Work instructions »
1. In the Jet table saw thread, rewrite more briefly the paragraph beginning "You said you are new to table saws", keeping its main facts.
2. Return, word for word, the part of the Jet table saw thread that opens with the words containing "Looks like a" and closes with "Best of luck.".

Text block »

# Jet 10" JTS-10 table saw



## dkalluraya (Sep 1, 2019)

Hi, I saw a table saw in craigslist selling for $90. The motor says it was made in 1985. Here is the description:
Heavy duty 10" Jet Table Saw
Cast iron table with extensions -rip up to 24"
1.5 HP motor with quiet belt drive
Wheels are on separate wood frame to remove easily

Few questions? How easy it is to buy parts for it if it goes bad? I read that I might have to replace belt and bearings etc. I don't think mitter guide is available for this. So, is this worth buying?
I am completely new to table saw... Never owned. I am thinking of building some shelves etc and I thought this might be useful.


----------



## red68mgb (Aug 21, 2019)

Welcome, from one newcomer to another.

Looks like a bargain, but one thing jumped out at me...

You said you are new to table saws and may have read how dangerous they can be. This one has none of the safety features like blade guard, splitter/riving knife, anti-kickback pawls. 

I'm certainly not suggesting you should go spend $3000 on a saw with all the advanced safety features, but there are often reasonably priced used saws that would be safer. My 20 year old saw has all these features.

Considering you might also have to do some repairs on this saw, it may be a false economy.

Hope you find this helpful. Best of luck.


----------

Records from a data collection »

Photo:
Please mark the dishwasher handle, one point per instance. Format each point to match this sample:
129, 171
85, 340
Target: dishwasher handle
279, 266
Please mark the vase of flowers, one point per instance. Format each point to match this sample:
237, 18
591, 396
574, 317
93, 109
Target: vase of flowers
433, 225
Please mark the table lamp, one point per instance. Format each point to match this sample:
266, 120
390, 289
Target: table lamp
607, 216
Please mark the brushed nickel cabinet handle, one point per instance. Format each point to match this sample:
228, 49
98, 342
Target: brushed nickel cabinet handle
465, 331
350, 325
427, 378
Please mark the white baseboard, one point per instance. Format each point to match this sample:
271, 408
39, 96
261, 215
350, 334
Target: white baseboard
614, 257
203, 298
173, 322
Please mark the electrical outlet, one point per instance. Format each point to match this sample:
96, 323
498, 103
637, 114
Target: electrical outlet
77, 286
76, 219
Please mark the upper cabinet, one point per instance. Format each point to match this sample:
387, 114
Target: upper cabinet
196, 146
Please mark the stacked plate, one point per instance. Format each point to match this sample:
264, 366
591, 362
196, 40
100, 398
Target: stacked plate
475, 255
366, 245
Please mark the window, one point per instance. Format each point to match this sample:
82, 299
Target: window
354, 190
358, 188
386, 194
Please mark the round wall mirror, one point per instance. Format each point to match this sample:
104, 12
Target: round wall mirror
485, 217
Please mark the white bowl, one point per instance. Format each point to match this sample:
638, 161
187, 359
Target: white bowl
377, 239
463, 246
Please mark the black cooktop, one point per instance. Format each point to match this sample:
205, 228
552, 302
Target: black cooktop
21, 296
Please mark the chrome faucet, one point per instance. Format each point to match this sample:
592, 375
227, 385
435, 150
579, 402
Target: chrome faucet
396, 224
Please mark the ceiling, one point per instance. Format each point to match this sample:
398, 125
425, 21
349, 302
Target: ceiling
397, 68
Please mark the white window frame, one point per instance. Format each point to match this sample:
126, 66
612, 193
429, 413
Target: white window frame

Responses in order »
1. The poster is new to table saws and may know how dangerous they can be. This saw lacks safety features such as a blade guard, a splitter/riving knife and anti-kickback pawls.

2.
Looks like a bargain, but one thing jumped out at me...

You said you are new to table saws and may have read how dangerous they can be. This one has none of the safety features like blade guard, splitter/riving knife, anti-kickback pawls. 

I'm certainly not suggesting you should go spend $3000 on a saw with all the advanced safety features, but there are often reasonably priced used saws that would be safer. My 20 year old saw has all these features.

Considering you might also have to do some repairs on this saw, it may be a false economy.

Hope you find this helpful. Best of luck.